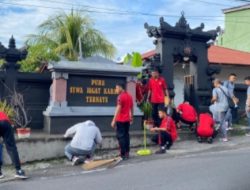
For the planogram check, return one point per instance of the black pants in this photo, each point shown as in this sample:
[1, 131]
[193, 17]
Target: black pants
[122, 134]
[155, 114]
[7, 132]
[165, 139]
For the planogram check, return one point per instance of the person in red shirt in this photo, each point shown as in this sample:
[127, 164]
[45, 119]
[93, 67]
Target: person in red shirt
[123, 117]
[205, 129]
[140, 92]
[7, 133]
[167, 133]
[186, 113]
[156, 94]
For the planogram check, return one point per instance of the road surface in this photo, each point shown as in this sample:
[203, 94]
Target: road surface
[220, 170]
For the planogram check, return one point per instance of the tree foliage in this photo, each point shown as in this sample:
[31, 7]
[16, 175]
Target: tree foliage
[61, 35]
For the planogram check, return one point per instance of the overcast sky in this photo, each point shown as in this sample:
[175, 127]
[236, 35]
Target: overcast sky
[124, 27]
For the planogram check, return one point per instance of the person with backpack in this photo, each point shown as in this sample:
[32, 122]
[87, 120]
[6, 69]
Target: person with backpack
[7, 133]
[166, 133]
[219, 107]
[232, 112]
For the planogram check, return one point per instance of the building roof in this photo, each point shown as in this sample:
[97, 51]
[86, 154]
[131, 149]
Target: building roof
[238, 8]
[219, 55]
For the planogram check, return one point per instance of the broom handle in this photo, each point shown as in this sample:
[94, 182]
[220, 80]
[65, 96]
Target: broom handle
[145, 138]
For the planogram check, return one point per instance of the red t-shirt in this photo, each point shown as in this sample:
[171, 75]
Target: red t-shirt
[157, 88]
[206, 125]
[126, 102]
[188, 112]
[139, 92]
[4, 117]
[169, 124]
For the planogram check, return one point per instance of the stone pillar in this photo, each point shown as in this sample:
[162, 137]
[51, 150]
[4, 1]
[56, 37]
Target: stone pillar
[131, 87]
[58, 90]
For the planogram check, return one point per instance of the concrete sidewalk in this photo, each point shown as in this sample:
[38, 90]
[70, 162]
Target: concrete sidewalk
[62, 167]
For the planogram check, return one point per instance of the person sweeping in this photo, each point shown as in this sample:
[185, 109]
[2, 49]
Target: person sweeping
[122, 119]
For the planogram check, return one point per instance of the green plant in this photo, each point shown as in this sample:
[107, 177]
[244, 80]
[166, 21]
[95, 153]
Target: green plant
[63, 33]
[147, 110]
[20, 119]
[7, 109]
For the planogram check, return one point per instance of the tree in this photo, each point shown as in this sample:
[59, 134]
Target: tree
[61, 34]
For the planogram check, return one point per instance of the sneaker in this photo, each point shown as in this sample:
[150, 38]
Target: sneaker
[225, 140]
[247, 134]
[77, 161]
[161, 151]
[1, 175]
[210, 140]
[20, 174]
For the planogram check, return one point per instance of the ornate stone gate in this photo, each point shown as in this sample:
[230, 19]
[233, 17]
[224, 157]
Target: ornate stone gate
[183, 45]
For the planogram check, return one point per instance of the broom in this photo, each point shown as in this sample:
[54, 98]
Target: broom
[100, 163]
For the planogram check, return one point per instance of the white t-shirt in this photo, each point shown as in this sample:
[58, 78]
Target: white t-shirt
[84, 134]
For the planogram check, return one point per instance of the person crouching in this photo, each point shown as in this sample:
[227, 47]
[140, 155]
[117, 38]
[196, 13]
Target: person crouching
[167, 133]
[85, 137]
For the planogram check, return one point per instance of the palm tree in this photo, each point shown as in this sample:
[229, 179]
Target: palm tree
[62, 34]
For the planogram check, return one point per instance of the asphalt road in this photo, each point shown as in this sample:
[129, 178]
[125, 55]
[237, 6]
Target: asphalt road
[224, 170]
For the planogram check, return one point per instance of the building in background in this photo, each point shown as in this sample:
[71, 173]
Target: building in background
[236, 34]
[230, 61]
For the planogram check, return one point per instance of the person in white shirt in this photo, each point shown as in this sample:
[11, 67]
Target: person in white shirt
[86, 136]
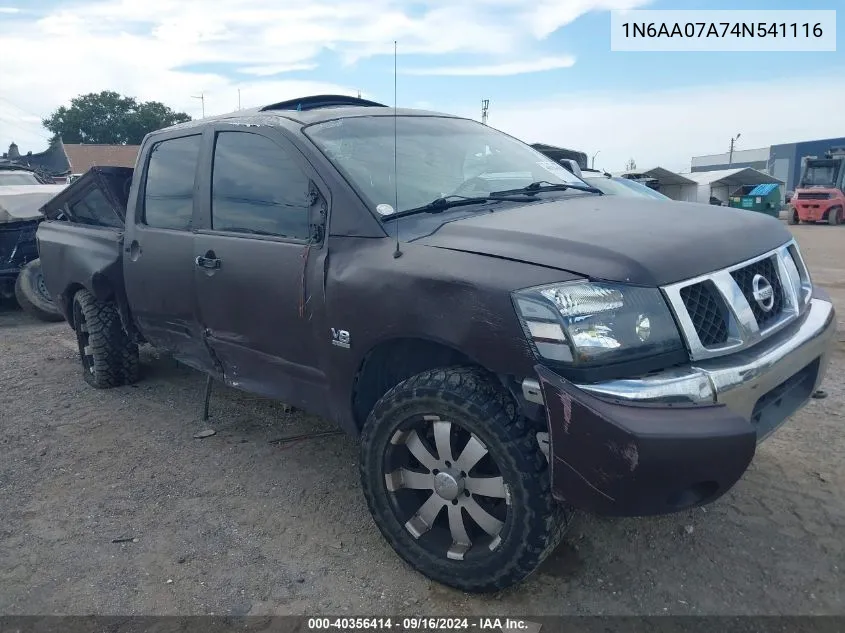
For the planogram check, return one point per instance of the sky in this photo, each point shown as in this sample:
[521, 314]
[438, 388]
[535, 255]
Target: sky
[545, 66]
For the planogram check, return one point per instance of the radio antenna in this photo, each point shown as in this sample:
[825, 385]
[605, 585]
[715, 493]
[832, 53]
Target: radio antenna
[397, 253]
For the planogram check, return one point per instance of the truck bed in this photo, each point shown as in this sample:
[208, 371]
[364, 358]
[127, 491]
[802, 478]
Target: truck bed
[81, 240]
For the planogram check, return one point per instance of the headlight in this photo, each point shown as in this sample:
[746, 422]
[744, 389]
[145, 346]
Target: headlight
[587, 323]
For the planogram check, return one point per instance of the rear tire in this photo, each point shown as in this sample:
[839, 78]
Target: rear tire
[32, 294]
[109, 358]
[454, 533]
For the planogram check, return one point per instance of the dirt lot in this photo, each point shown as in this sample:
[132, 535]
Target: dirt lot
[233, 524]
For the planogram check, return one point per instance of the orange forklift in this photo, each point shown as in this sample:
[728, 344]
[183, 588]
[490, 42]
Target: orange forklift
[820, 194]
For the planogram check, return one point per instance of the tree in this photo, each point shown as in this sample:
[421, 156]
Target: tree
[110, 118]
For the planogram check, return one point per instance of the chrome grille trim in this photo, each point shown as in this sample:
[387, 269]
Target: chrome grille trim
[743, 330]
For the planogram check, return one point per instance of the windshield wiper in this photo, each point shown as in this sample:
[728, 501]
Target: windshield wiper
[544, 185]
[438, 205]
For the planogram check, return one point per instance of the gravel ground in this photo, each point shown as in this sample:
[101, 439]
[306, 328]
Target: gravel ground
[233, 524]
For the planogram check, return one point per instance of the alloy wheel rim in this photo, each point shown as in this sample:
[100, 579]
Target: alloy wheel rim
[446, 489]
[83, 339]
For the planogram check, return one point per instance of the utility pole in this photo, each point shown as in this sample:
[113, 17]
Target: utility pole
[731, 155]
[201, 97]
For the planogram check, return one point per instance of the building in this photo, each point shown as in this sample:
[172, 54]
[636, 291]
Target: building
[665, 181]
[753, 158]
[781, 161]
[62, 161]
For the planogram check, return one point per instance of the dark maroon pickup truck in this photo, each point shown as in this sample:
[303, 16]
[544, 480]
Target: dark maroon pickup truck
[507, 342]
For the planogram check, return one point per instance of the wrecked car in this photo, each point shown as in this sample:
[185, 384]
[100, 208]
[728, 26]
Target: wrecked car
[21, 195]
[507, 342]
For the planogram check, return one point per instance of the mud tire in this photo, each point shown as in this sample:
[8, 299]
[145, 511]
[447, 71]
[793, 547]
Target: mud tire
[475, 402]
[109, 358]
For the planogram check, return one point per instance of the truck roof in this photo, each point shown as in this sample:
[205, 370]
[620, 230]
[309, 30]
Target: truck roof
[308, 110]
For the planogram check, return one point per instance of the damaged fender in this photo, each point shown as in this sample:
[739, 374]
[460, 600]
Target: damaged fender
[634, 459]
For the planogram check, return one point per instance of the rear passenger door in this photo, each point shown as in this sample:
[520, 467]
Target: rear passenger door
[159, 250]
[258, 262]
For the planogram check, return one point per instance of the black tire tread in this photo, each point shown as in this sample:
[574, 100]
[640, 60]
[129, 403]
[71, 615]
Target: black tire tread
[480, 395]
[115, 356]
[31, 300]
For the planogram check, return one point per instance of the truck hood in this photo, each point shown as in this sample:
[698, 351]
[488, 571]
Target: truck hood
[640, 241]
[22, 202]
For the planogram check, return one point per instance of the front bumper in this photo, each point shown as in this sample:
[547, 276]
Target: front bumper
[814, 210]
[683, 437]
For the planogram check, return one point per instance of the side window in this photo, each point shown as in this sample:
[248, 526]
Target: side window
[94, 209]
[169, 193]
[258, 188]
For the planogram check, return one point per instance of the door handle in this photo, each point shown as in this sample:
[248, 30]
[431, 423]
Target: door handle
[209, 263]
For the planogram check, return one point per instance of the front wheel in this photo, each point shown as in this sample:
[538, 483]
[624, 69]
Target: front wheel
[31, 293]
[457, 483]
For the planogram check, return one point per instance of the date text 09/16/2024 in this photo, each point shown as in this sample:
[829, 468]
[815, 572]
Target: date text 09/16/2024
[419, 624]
- - - - - - -
▸ What to produce: From the line that contains "Target: door handle" down to the final line of the entries, print every line exactly as it is, and only those lines.

▸ Exercise answer:
Target: door handle
[209, 263]
For the planogram check, return one point per instance of the front wheel in this photo, each point shown as in this sample:
[538, 483]
[624, 69]
Target: front wheel
[31, 293]
[457, 483]
For the planogram check, return one point per instance of the date text 09/16/2024 in this photo, each point shown as in this sample:
[829, 468]
[815, 572]
Target: date text 09/16/2024
[419, 624]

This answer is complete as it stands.